WORK INSTRUCTIONS:
Make an exact copy of the records below, excluding images.
^^^^^^^^
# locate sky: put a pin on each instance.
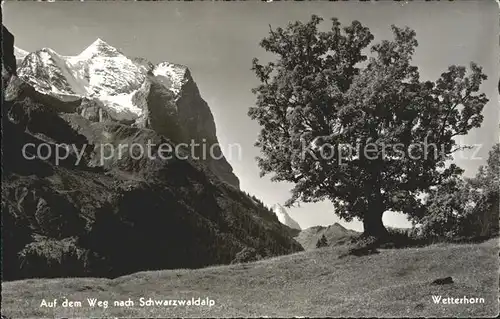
(217, 41)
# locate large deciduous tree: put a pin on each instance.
(352, 123)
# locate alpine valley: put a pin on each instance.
(121, 215)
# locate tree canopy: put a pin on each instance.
(349, 121)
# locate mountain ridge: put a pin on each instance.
(132, 91)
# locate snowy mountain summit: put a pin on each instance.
(99, 72)
(284, 218)
(102, 83)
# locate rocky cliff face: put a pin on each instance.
(123, 214)
(106, 84)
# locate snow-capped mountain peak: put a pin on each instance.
(100, 72)
(99, 48)
(284, 218)
(20, 53)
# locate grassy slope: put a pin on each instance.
(313, 283)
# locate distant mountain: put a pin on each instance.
(284, 218)
(335, 234)
(20, 54)
(107, 216)
(102, 83)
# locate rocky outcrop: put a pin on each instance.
(284, 217)
(335, 234)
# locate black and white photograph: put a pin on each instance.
(249, 159)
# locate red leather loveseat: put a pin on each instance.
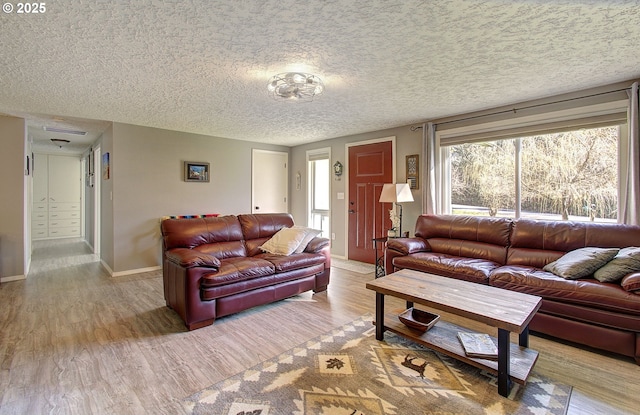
(511, 254)
(214, 266)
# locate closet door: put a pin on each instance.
(40, 211)
(64, 179)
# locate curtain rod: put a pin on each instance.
(514, 110)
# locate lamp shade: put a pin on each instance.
(396, 193)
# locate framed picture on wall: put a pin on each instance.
(413, 171)
(195, 171)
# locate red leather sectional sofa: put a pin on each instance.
(510, 254)
(213, 266)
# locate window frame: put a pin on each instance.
(595, 112)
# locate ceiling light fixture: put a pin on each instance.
(64, 131)
(295, 86)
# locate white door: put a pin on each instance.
(269, 182)
(64, 179)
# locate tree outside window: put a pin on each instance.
(568, 175)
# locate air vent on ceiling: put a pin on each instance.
(64, 131)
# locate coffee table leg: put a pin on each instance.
(504, 362)
(379, 316)
(524, 337)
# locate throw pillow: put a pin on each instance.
(285, 241)
(631, 283)
(311, 233)
(581, 262)
(625, 262)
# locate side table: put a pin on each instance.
(379, 256)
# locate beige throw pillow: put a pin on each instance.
(311, 233)
(625, 262)
(581, 262)
(285, 241)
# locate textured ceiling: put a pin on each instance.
(202, 66)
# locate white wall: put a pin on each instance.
(12, 198)
(147, 183)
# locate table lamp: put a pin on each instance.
(396, 193)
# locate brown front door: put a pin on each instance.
(370, 167)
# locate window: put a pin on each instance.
(319, 191)
(570, 175)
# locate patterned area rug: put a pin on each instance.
(347, 371)
(355, 266)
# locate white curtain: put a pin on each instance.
(630, 195)
(429, 146)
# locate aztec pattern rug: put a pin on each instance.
(347, 371)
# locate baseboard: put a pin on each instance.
(106, 267)
(135, 271)
(13, 278)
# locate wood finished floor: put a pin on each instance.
(75, 341)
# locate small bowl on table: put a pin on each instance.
(418, 319)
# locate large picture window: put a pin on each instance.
(570, 175)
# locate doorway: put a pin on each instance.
(319, 190)
(269, 182)
(371, 165)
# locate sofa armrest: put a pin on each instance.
(396, 247)
(316, 245)
(408, 246)
(189, 258)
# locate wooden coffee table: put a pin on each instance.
(508, 311)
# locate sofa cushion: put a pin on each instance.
(293, 261)
(462, 268)
(189, 258)
(537, 242)
(631, 282)
(237, 269)
(190, 233)
(586, 292)
(310, 234)
(625, 262)
(285, 241)
(581, 262)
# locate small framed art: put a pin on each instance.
(195, 171)
(413, 171)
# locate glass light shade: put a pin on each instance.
(295, 86)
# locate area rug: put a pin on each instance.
(355, 266)
(347, 371)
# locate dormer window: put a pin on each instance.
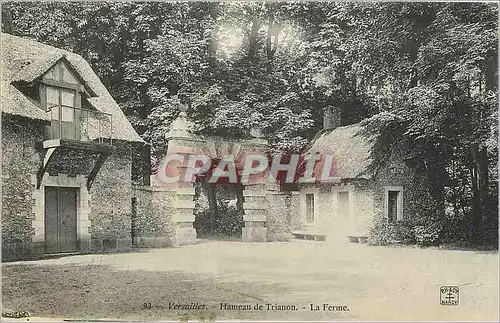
(60, 94)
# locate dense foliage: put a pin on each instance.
(423, 76)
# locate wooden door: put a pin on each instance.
(60, 219)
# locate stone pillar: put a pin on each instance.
(255, 194)
(183, 216)
(255, 216)
(182, 141)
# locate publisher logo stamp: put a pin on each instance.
(449, 295)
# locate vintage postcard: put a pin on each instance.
(249, 161)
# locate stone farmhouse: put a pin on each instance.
(67, 184)
(66, 155)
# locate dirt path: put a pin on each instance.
(358, 281)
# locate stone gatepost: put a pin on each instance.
(181, 141)
(255, 195)
(255, 217)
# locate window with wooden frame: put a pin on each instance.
(309, 207)
(343, 205)
(60, 96)
(393, 204)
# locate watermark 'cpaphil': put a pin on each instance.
(291, 168)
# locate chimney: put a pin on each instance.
(331, 118)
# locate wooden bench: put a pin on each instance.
(358, 239)
(309, 236)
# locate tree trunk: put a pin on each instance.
(254, 39)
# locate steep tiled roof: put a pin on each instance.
(27, 60)
(351, 151)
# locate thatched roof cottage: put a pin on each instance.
(66, 155)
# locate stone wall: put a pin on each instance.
(111, 202)
(154, 216)
(19, 161)
(397, 173)
(279, 219)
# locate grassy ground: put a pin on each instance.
(373, 283)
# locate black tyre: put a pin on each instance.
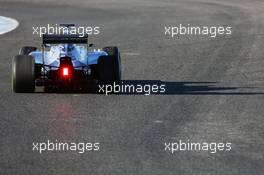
(113, 52)
(23, 78)
(27, 50)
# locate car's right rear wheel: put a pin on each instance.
(23, 78)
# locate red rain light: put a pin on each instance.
(65, 71)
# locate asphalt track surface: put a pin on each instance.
(214, 91)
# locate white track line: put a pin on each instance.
(7, 24)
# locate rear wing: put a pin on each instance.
(64, 39)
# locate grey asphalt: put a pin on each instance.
(214, 91)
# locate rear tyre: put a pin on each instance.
(115, 65)
(23, 78)
(26, 50)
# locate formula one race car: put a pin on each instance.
(65, 62)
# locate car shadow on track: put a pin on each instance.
(189, 88)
^^^^^^^^
PROBLEM SOLUTION:
# locate sky: put a pin on each instance.
(217, 41)
# locate large deciduous tree: put a pin on each instance.
(352, 123)
# locate alpine valley: put a pin on each instance.
(121, 215)
# locate tree canopy: put a pin on each instance.
(349, 121)
# locate mountain ridge: put a pin on each instance.
(132, 91)
# locate snowy mountain summit: put a pin on each instance.
(99, 72)
(284, 218)
(102, 83)
# locate rocky cliff face: put a pin on each instance.
(123, 214)
(106, 84)
# locate snow-capped mountain peak: put a pin on each instance.
(100, 72)
(99, 48)
(284, 218)
(20, 53)
# locate grassy slope: put a pin on each instance.
(313, 283)
# locate distant mountain: put a pin on each instance.
(284, 218)
(335, 234)
(20, 54)
(107, 216)
(102, 83)
# locate rocky outcrop: put a pin on each instance.
(284, 217)
(335, 234)
# locate black and white photograph: put a pin on each instance.
(249, 159)
# locate red leather loveseat: put a pin on each instance.
(511, 254)
(214, 266)
# locate closet door: put a pin on each instance.
(40, 211)
(64, 179)
# locate curtain rod: put a pin on each instance.
(514, 110)
# locate lamp shade: put a pin on each instance.
(396, 193)
# locate framed picture on wall: put a pin on each instance.
(413, 171)
(195, 171)
# locate red leather sectional sofa: put a pin on each instance.
(510, 254)
(213, 266)
# locate window frame: put a pin on each instance.
(595, 112)
# locate ceiling light fixture: put a pin on each instance.
(64, 131)
(295, 86)
# locate white door: put a pin on each instance.
(269, 182)
(64, 179)
# locate tree outside window: put a pin on each instance.
(568, 175)
# locate air vent on ceiling: put a pin on each instance.
(64, 131)
# locate coffee table leg: put a pin on each instance.
(504, 362)
(379, 316)
(524, 337)
# locate throw pillow: put a pin on each instance.
(285, 241)
(631, 283)
(311, 233)
(581, 262)
(625, 262)
# locate side table: put a pin on each instance.
(379, 256)
# locate beige throw pillow: put a pin on each instance.
(311, 233)
(625, 262)
(581, 262)
(285, 241)
# locate textured ceiling: put a pin on each instance.
(202, 66)
# locate white wall: put a pin on each instance.
(12, 198)
(147, 183)
# locate table lamp: put a pin on each instance.
(396, 193)
# locate brown front door: put a pin on each instance.
(370, 167)
# locate window: put a pin on each instance.
(319, 191)
(570, 175)
# locate patterned area rug: put a pin on each instance.
(347, 371)
(355, 266)
# locate white curtain: put a pin on each instance.
(630, 195)
(429, 146)
# locate aztec pattern rug: put a pin on each instance.
(347, 371)
# locate baseboard: put a pin on each instance.
(106, 267)
(135, 271)
(13, 278)
# locate wood finished floor: put a pin on each instance.
(75, 341)
# locate small bowl on table: put a pin on each instance.
(418, 319)
# locate large picture window: put a pin on each instance.
(570, 175)
# locate doorway: put a pin on each instance.
(319, 190)
(269, 182)
(371, 165)
# locate sofa armrest: put a pin on each instance.
(396, 247)
(316, 245)
(408, 246)
(189, 258)
# locate wooden coffee table: put a pin on each instance.
(508, 311)
# locate sofa cushion: put a pin on each instance.
(293, 261)
(462, 268)
(189, 258)
(537, 242)
(631, 282)
(237, 269)
(190, 233)
(586, 292)
(310, 234)
(625, 262)
(285, 241)
(581, 262)
# locate small framed art: put a pin on each instance.
(195, 171)
(413, 171)
# locate glass light shade: put a pin on each instance.
(295, 86)
# locate area rug: put a pin on each instance.
(355, 266)
(347, 371)
# locate dormer window: put a pin on each instance.
(60, 94)
# locate dense foliage: put a pin on each instance.
(423, 76)
# locate wooden door: put a pin on each instance.
(60, 219)
# locate stone pillar: put a pin on each instance.
(255, 194)
(183, 216)
(255, 216)
(182, 141)
# locate publisher logo stamp: put a pin on each instance.
(449, 295)
# locate vintage postcard: put a pin on each instance.
(249, 161)
# locate stone farmhouse: put a pin on each instance.
(67, 184)
(66, 155)
# locate dirt path: put a pin on each instance.
(358, 281)
# locate stone gatepost: put a pin on each instance.
(181, 141)
(255, 195)
(255, 217)
# locate window with wooden frame: put a pin on each instance.
(309, 207)
(343, 205)
(60, 96)
(393, 204)
# locate watermark 'cpaphil': put a pin on each instance.
(291, 168)
# locate chimney: put a pin on each instance.
(331, 118)
# locate wooden bench: put a pin on each instance.
(358, 239)
(309, 236)
# locate tree trunk: put a pin on each instance.
(254, 39)
# locate steep tiled roof: put a pin on each instance.
(27, 60)
(351, 151)
# locate thatched roof cottage: put a pin on each instance.
(66, 155)
# locate stone wall: put a pin on each instance.
(111, 202)
(154, 216)
(19, 161)
(397, 173)
(279, 219)
# locate grassy ground: put a pin on each instance.
(373, 283)
# locate black tyre: put a pin on each instance.
(113, 52)
(23, 78)
(27, 50)
# locate car's right rear wheel: put a pin on each instance.
(23, 78)
# locate red rain light: put a pin on each instance.
(65, 71)
# locate asphalt track surface: put a pin on each instance.
(214, 91)
# locate white track line: put a pin on each instance.
(7, 24)
# locate rear wing: put a pin on each instance.
(64, 39)
# locate grey asphalt: put a pin on each instance.
(214, 91)
# locate rear tyre: put a pin on each instance.
(115, 65)
(23, 78)
(26, 50)
# locate formula one race car: put a pin on each instance.
(65, 62)
# locate car shadow on track: put a pin on each instance.
(189, 88)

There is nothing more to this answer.